REQUIREMENTS
Copy the lines below verbatim, but only from the line containing "Warehouse picking: mark the tall street" through the end of the data.
* Start EXCERPTED RECORDS *
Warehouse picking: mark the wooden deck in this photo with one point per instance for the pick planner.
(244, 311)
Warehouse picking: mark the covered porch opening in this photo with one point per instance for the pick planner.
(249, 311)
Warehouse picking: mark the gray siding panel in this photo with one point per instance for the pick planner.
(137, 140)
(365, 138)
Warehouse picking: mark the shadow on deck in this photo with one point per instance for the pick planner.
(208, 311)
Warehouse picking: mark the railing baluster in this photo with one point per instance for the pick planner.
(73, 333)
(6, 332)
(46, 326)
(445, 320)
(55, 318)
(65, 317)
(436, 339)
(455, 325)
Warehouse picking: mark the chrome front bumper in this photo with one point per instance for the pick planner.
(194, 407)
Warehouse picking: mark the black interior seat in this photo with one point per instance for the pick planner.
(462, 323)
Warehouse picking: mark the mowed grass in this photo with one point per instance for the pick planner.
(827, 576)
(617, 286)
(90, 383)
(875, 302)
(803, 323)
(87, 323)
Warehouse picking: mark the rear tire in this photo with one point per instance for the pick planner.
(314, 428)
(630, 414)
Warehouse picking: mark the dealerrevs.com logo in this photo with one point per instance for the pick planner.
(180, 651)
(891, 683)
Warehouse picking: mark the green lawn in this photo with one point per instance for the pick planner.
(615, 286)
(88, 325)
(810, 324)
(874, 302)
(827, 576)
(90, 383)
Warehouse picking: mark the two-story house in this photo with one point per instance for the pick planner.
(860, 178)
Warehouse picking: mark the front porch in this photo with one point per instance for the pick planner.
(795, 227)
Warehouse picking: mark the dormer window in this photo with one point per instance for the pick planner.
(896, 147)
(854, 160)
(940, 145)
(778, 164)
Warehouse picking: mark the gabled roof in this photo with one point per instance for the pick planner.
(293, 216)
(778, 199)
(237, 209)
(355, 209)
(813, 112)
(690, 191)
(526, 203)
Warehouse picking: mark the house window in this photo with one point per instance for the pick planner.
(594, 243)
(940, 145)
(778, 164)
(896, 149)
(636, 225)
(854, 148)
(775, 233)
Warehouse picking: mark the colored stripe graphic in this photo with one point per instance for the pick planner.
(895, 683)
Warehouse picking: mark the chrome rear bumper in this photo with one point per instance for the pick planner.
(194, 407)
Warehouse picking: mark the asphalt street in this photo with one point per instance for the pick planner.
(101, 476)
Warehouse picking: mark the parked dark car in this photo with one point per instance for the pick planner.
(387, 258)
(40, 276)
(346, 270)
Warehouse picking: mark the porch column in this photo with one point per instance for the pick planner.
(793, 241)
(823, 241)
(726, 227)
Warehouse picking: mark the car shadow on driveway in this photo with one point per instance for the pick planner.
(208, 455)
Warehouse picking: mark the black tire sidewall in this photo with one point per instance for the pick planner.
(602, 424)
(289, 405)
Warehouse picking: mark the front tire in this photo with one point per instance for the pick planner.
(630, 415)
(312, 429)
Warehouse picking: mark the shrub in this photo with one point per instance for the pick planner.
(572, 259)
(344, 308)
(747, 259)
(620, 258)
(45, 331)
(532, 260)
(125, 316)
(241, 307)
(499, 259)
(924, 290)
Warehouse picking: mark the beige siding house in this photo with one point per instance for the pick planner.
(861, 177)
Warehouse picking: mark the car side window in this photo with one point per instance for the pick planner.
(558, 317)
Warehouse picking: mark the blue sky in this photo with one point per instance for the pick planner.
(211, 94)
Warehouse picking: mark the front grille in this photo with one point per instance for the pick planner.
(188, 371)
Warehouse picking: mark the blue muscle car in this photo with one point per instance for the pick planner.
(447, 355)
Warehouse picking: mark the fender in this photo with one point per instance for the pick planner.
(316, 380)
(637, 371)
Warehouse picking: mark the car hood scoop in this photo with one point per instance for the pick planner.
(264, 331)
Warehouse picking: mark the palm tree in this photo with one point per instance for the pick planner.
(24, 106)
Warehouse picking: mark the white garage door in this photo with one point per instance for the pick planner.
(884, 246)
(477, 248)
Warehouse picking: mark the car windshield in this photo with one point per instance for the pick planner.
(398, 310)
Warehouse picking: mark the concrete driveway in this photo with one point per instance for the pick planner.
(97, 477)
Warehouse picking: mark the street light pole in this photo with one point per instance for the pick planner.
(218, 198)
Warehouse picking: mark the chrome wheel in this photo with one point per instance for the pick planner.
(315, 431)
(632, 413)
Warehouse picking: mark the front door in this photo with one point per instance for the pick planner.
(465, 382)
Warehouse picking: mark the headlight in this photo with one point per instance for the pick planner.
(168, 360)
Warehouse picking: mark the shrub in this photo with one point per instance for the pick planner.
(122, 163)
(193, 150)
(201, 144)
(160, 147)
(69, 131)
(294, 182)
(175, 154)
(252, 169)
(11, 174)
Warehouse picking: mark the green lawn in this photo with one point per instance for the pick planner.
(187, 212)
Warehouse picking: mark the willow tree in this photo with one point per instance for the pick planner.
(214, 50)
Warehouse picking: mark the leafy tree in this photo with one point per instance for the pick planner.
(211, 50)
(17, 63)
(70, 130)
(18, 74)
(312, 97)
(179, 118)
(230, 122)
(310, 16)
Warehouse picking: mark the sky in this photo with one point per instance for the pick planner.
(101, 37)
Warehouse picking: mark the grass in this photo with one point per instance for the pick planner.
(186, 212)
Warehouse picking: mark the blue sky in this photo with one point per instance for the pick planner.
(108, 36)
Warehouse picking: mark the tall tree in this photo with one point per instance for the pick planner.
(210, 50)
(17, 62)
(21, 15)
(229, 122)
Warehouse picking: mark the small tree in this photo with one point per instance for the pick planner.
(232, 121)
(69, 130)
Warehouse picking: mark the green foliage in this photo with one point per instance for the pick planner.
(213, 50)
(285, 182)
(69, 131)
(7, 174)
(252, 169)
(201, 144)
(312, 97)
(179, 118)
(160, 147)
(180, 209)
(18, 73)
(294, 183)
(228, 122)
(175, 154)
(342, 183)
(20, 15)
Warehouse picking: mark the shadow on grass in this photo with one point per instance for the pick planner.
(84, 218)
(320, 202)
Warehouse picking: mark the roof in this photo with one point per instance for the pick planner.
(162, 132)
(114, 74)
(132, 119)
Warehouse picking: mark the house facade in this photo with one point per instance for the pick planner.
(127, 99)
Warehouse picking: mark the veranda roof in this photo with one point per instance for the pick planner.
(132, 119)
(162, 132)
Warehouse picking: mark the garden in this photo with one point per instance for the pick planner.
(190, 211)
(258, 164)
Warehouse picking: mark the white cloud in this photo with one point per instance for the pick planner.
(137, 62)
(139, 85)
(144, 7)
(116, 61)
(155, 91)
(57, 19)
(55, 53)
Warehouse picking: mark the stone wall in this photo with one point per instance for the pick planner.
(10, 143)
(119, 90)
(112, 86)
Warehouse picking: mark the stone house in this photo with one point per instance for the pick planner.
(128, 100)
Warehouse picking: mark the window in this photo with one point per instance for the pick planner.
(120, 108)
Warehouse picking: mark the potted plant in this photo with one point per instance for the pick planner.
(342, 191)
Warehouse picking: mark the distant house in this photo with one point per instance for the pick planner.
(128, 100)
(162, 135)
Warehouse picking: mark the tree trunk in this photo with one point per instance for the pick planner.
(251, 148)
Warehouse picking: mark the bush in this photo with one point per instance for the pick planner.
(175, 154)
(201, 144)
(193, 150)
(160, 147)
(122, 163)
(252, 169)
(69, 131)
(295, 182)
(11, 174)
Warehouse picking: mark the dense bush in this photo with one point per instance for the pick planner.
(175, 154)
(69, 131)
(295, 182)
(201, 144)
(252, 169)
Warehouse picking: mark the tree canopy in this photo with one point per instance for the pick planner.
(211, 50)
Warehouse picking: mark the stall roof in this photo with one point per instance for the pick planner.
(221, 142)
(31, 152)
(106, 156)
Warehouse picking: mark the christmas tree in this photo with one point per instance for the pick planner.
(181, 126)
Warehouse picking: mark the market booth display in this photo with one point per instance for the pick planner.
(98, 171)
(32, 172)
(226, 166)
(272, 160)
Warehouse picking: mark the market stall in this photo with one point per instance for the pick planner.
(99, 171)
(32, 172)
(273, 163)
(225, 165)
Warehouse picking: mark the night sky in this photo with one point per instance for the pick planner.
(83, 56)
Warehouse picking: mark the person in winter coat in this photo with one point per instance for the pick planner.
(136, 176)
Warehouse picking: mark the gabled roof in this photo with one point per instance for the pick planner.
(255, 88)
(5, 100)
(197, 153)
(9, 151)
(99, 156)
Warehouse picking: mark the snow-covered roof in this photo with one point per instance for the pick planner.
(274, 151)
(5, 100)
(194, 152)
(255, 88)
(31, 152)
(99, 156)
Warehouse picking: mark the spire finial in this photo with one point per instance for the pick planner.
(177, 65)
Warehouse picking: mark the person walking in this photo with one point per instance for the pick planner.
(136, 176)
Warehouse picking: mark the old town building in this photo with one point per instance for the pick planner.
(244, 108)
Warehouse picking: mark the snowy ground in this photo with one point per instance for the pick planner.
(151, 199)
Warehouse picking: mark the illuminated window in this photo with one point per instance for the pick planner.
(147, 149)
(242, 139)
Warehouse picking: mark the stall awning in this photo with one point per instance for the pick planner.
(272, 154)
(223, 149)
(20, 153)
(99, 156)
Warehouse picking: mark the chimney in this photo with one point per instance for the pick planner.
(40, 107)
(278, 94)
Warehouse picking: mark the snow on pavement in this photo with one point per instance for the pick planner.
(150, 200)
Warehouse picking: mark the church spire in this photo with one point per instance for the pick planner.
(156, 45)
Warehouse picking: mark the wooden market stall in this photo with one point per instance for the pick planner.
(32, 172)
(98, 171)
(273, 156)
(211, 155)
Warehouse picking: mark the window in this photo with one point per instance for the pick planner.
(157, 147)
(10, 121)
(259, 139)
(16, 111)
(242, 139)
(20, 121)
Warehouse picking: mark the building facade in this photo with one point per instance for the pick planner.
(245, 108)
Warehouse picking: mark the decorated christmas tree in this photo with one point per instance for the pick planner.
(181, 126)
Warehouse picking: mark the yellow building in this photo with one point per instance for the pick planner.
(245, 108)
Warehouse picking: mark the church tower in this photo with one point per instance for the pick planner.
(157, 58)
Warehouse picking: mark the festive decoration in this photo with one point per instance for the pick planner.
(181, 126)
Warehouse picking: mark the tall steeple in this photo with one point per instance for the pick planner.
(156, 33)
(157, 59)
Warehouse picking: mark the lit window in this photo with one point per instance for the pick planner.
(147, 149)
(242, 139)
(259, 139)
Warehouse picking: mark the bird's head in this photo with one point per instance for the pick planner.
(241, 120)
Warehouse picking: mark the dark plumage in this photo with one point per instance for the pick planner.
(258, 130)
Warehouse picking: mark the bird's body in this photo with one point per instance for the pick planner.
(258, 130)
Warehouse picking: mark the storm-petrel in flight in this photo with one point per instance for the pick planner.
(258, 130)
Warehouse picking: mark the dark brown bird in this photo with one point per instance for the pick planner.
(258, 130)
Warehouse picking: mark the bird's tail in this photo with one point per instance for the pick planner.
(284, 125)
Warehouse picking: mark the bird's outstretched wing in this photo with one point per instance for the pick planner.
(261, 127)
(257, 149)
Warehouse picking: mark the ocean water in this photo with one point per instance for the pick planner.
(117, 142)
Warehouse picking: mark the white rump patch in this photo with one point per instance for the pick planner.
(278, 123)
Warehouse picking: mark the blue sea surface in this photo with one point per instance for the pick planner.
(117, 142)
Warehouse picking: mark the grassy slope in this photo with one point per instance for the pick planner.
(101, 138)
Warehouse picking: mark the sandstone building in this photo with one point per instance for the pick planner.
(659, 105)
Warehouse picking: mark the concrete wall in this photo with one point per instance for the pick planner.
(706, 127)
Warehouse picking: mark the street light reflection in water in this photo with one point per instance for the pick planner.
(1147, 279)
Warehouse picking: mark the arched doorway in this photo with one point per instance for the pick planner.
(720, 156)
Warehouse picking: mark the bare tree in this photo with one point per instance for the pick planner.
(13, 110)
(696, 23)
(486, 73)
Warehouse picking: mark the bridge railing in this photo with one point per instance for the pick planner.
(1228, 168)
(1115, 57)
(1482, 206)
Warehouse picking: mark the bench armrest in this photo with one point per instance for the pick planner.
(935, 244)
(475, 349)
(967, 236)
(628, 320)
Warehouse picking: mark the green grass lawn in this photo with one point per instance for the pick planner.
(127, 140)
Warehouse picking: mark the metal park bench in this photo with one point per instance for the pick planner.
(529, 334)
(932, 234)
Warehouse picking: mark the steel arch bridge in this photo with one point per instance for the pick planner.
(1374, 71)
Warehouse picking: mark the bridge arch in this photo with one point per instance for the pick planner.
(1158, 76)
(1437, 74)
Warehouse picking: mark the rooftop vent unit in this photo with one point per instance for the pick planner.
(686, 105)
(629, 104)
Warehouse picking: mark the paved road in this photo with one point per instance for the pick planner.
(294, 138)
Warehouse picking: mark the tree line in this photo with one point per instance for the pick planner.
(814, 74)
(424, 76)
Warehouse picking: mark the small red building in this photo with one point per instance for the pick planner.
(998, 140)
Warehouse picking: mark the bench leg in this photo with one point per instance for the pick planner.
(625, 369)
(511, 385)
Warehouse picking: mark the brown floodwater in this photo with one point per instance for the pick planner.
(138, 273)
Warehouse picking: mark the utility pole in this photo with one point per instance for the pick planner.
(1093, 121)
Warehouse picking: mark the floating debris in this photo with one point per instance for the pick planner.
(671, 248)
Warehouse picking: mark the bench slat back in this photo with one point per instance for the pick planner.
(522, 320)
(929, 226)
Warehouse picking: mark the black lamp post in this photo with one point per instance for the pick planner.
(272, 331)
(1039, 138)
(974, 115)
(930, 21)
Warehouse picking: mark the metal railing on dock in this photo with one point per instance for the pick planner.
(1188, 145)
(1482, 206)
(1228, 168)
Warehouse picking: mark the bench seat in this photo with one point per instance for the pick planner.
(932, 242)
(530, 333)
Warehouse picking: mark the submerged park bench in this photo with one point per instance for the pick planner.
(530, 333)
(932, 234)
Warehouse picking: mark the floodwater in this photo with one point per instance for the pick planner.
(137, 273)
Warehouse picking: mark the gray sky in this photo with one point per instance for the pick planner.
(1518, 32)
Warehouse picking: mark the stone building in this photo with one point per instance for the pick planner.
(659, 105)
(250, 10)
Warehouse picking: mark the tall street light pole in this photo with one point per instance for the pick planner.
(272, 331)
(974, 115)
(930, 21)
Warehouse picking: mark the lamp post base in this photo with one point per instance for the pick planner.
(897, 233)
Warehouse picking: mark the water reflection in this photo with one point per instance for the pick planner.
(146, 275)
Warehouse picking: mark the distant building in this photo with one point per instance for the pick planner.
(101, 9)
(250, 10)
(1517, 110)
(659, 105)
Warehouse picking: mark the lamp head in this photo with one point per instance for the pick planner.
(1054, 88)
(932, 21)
* End EXCERPTED RECORDS *
RESPONSE TO THE EXERCISE
Warehouse picking: mark the tall street light pole in this photo with one point per instance for the pick planner.
(272, 331)
(974, 115)
(930, 21)
Warehouse picking: mark the lamp post base in this photo with one point per instance for the pick planner.
(897, 233)
Warehouse picking: mark the water reflection in this photo with one point per instance for the pick planner.
(146, 275)
Warehouse picking: mark the distant building in this photo with one point per instance for the pick planner.
(101, 9)
(250, 10)
(1517, 110)
(659, 105)
Warehouse picking: mark the lamp head in this photo with one point per instance for the pick planner.
(1054, 88)
(932, 21)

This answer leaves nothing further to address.